- Your goal
Copy the rows below word for word, from the start of the rows through the line containing "[[[236,0],[0,0],[0,79],[70,61],[120,73],[164,39],[236,54]]]", including both ends.

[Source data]
## start
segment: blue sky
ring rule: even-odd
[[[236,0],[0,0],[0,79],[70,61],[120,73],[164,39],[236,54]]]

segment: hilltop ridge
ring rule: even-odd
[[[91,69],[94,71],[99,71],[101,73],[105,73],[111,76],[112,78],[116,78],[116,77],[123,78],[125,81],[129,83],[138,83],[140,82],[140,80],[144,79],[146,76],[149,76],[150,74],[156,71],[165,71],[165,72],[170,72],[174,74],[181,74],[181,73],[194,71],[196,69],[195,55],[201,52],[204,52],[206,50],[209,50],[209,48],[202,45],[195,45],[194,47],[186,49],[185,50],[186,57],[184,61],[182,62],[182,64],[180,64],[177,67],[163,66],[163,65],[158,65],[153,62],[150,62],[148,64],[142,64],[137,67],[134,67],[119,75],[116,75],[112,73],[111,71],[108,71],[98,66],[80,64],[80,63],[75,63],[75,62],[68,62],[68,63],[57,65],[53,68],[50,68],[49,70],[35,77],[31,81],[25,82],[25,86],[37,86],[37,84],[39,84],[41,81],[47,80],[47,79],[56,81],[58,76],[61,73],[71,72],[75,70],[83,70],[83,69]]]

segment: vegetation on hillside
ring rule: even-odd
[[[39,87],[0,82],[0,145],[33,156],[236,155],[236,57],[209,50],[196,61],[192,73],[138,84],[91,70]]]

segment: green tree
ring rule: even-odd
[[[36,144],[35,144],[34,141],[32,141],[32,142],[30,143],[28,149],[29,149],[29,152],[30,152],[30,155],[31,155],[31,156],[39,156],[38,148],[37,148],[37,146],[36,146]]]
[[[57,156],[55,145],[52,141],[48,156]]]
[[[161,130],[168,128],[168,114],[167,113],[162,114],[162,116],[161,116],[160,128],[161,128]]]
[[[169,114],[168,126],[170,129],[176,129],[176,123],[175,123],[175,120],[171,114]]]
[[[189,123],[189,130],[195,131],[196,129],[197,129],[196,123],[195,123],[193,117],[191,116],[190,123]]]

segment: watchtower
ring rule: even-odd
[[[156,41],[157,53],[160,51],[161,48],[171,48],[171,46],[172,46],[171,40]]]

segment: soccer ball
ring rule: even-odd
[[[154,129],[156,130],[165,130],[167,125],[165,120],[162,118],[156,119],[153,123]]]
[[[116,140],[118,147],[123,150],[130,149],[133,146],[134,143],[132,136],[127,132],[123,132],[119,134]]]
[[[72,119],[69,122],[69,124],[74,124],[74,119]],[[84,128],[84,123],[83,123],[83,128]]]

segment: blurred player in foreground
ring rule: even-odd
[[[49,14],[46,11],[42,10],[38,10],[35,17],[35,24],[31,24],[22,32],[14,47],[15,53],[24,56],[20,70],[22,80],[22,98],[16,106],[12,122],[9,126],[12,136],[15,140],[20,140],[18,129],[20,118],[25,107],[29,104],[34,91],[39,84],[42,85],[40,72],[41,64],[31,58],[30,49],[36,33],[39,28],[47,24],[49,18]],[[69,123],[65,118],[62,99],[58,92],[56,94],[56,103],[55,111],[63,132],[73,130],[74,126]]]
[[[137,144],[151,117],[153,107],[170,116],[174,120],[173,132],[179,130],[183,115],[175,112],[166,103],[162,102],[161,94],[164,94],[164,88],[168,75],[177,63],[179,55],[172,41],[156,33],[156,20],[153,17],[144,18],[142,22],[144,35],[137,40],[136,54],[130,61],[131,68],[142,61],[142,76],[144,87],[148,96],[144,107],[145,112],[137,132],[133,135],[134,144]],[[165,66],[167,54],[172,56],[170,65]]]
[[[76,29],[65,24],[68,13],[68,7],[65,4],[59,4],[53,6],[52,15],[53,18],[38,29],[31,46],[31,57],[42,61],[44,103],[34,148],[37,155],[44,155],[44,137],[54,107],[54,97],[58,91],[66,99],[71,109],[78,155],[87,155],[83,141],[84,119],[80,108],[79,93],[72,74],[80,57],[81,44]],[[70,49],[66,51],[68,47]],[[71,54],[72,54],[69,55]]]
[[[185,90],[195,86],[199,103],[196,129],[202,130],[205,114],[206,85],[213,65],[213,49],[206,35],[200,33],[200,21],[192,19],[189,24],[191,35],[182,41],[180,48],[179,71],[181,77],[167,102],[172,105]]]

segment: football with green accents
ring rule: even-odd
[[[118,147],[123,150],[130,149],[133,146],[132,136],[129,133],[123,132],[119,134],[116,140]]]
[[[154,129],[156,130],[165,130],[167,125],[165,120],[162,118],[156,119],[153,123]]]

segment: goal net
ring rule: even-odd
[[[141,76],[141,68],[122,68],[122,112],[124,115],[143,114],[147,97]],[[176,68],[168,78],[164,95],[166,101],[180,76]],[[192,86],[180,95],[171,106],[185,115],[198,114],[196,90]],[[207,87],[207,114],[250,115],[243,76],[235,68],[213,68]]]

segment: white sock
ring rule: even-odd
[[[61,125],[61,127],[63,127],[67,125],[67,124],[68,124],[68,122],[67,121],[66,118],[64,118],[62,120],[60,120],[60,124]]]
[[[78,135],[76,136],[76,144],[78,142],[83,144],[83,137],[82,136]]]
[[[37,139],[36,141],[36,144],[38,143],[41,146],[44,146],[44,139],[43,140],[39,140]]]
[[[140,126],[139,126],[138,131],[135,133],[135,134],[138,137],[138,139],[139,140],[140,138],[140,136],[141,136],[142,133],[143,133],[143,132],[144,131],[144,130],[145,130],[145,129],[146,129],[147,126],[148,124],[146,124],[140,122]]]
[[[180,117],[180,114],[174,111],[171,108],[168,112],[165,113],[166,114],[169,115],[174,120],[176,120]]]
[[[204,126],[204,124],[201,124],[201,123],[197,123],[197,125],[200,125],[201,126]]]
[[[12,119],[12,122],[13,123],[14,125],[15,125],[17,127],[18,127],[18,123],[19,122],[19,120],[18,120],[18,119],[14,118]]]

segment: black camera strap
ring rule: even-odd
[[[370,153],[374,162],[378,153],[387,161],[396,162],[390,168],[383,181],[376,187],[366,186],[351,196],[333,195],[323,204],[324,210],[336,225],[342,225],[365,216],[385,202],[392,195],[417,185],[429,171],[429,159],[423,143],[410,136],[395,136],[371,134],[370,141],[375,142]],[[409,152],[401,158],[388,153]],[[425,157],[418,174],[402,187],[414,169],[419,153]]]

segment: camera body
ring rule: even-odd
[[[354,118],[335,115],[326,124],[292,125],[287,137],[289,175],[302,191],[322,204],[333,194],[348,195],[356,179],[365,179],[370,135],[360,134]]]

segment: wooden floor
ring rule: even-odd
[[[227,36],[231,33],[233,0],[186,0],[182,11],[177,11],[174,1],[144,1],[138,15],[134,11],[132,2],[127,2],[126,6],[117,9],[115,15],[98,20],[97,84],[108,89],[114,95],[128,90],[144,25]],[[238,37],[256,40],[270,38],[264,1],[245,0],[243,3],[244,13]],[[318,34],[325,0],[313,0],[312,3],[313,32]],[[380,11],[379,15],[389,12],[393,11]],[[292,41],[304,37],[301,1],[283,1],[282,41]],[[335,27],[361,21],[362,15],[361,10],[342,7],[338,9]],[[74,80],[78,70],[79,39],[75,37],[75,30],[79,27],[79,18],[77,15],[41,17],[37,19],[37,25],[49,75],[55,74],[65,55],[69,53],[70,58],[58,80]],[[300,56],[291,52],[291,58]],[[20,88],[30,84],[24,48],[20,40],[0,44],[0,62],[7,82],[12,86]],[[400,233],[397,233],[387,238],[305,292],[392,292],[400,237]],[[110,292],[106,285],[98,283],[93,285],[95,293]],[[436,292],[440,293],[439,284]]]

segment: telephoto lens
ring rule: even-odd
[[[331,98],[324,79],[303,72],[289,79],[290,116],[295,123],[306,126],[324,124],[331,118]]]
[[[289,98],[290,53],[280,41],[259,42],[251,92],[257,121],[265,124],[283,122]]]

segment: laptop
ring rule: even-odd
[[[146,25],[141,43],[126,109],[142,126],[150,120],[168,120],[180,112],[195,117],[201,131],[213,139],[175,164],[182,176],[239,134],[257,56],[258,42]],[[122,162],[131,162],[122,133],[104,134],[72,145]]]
## end
- Result for this task
segment: blue sky
ring rule: even-odd
[[[236,0],[0,0],[0,79],[70,61],[120,73],[164,39],[236,54]]]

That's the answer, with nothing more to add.